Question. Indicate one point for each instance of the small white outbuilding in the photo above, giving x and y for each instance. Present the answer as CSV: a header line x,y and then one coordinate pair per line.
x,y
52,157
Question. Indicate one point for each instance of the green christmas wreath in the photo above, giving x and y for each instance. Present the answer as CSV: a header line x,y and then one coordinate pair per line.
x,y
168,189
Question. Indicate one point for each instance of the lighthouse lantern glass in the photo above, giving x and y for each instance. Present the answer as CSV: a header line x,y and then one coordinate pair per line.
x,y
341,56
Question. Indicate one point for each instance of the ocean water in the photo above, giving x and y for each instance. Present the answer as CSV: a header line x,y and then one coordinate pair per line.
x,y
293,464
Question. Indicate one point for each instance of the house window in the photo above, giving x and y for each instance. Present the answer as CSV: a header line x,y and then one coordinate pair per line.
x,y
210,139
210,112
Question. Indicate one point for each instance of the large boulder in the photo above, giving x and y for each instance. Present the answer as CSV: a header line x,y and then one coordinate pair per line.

•••

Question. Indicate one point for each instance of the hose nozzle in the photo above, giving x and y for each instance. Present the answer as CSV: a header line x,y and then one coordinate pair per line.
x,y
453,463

•••

**Your instructions**
Could you repeat exactly the lines in the listing above from the one with "Question. Indicate one point for each instance of the ocean" down to the one with "Question. Indicate one point for each instance of the large"? Include both of those lines.

**Output below**
Question. Indicate one point for each instance of the ocean water in the photo above, giving x and y for each instance. Present the answer as CSV: a header line x,y and then one coordinate pair per line.
x,y
293,464
Question. Indicate one point for each instance of the house window in the photo above, giving x and y for each instance. Present the answer as CSV: a header line x,y and then one coordinate pair per line.
x,y
210,139
210,112
Question. Indicate one point for each instance of the large boulder in the photo above, giving x and y for each instance. Present the answer as CSV: a header line x,y and then one coordinate pair per line.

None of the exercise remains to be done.